> **RECORDS FOR PROCESSING**
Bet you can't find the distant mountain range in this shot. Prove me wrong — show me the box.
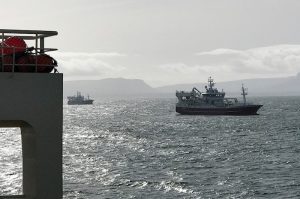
[64,73,300,98]
[64,78,156,98]
[156,73,300,96]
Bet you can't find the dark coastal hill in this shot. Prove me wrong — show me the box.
[64,78,156,98]
[64,74,300,98]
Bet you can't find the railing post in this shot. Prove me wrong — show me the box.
[12,47,15,72]
[40,37,44,54]
[35,33,38,73]
[1,33,4,72]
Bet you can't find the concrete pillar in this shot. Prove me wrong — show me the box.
[0,73,63,199]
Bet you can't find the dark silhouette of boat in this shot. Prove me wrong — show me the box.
[67,92,94,105]
[176,77,262,115]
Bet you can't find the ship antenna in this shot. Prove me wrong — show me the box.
[208,76,215,90]
[241,84,248,105]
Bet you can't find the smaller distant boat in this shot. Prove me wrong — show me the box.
[67,91,94,105]
[176,77,263,115]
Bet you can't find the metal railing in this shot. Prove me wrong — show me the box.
[0,29,58,73]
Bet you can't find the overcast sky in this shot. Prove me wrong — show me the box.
[3,0,300,86]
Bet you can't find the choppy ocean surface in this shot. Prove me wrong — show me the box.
[0,96,300,198]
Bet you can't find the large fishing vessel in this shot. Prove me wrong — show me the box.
[176,77,262,115]
[67,92,94,105]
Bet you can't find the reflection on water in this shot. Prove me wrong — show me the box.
[0,128,22,195]
[1,97,300,198]
[63,96,300,198]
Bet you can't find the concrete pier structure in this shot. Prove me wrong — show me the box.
[0,73,63,198]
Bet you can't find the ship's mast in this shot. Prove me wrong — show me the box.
[241,84,248,105]
[208,76,215,90]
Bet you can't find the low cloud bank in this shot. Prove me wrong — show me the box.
[195,45,300,75]
[51,52,126,80]
[51,45,300,86]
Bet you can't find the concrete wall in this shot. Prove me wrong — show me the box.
[0,73,63,199]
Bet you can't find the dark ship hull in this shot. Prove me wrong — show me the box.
[176,104,262,115]
[67,99,94,105]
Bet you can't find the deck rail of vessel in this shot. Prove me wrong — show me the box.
[0,29,58,73]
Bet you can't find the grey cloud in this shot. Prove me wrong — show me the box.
[53,52,126,80]
[195,45,300,75]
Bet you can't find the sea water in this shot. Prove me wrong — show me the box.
[1,96,300,198]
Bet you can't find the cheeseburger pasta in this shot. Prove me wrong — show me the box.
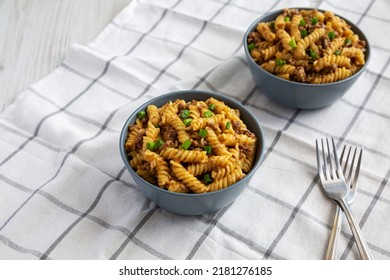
[125,98,257,193]
[247,8,367,84]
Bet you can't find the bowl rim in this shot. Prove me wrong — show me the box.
[119,89,265,198]
[243,7,371,87]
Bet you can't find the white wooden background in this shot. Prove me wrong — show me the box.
[0,0,131,113]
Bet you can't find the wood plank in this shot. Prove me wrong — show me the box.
[0,0,131,112]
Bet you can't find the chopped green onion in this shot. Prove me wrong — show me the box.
[180,109,189,119]
[146,141,155,151]
[344,38,352,45]
[289,38,297,49]
[311,17,318,25]
[299,19,306,26]
[248,42,255,52]
[204,145,212,154]
[300,29,308,38]
[203,110,213,118]
[225,121,231,129]
[137,111,146,119]
[328,31,335,40]
[270,21,275,29]
[155,139,164,149]
[310,50,318,60]
[334,49,342,55]
[203,173,213,184]
[208,103,216,111]
[284,16,290,22]
[276,59,286,66]
[198,128,207,138]
[181,139,191,150]
[183,118,192,127]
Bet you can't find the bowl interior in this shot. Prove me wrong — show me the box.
[119,90,265,198]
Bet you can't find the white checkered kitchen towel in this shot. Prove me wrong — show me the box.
[1,0,389,260]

> **PROBLEM DESCRIPTION**
Retype each entry precisely. Skip images entirely.

> **PROBLEM SOLUTION**
Bet you can't find the distant mountain range in this shot. Prove me wrong — show me the box.
[64,73,300,98]
[64,78,156,98]
[156,73,300,96]
Bet you can't find the dark coastal hill in this shot. Prove me wrong — show me the box.
[64,78,156,98]
[64,74,300,98]
Bet you can't find the railing post in this shot. Prove me wrong — show me the box.
[12,47,15,72]
[40,37,44,54]
[35,33,38,73]
[1,33,4,72]
Bet you can't find the concrete pillar in this shot. Prove me wrong — show me the box.
[0,73,63,199]
Bet you can't find the dark silhouette of boat in this shot. Prove me wrong — show me the box.
[67,92,94,105]
[176,77,262,115]
Bet you can't find the ship antenna in this shot. Prove me wrong — show me the box.
[208,76,215,90]
[241,84,248,105]
Bet you can't find the smaller distant boat in this shot. Prove me wrong — show me the box.
[67,91,94,105]
[176,77,263,115]
Bet you can't find the metal railing in this shot. Prove me wrong — show me the box.
[0,29,58,73]
Bet you can't find the overcast sky in this shot. Prove me wrong — show me the box.
[3,0,300,86]
Bet you can't find the choppy ocean surface in this shot. Prove me wrong — show me the box.
[0,96,300,198]
Bet you can't find the large fishing vessel in this shot. Prove me wrong — show me the box.
[176,77,262,115]
[67,92,94,105]
Bet you can't find the reflection on water in this shot. Prove me wrong — show me the box.
[0,128,22,195]
[1,97,300,198]
[63,96,300,198]
Bet you can't find the concrete pier structure in this shot. Prove me wrong — show me the box.
[0,73,63,198]
Bet you can't find the ship's mast in this shot. Prove me wrong — show me the box.
[241,84,248,105]
[208,76,215,90]
Bet you can't find the low cloud bank in this shot. Prove me wrong — show me the box.
[195,45,300,75]
[51,52,126,80]
[51,45,300,86]
Bet you can't find the concrete wall in this shot. Prove me wrong — show me the box.
[0,73,63,199]
Bet you can't find the dark ship hull in this shot. Prove me wrong — show me the box.
[176,104,262,115]
[67,99,94,105]
Bet you can't find the deck rail of vessel in this shot. Prove me wrong — show me the box.
[0,29,58,73]
Bet you can't find the grey cloud in this shot. Prove me wrong — show me the box.
[53,52,126,80]
[195,45,300,75]
Bet you can't find the sea water in this shot. Prove me wrong — show me the box.
[1,96,300,198]
Bet you can't find the cheeseburger pasta in this shot. Prove me wrong — show me the box.
[125,98,257,193]
[247,8,367,84]
Bet you can't find the bowl rim in this shot. Prove me wrong — show me the box.
[119,89,265,198]
[243,7,371,87]
Bet you can't find the white wooden background in this shot. Prove me wrong — show me the box.
[0,0,131,113]
Bet you can't find the wood plank in this shot. Prove me wrong — show me the box.
[0,0,131,112]
Bet you can't find the chopped green onion in this shot. Prove me wrong — show me the box.
[180,109,189,119]
[146,141,155,151]
[344,38,352,45]
[289,38,297,49]
[311,17,318,25]
[299,19,306,26]
[248,42,255,52]
[204,145,212,154]
[300,29,308,38]
[203,110,213,118]
[225,121,231,129]
[137,111,146,119]
[328,31,335,40]
[270,21,275,29]
[155,139,164,149]
[310,50,318,60]
[334,49,342,55]
[203,173,213,184]
[208,103,216,111]
[284,16,290,22]
[276,59,286,66]
[198,128,207,138]
[181,139,191,150]
[183,118,192,127]
Bet you can't find the bowl interior in this shot. Prove me wrong — show me the box.
[119,90,265,198]
Bet you can't find the white checkered kitchen towel in this shot. Prove me wrong — show me the box.
[1,0,389,260]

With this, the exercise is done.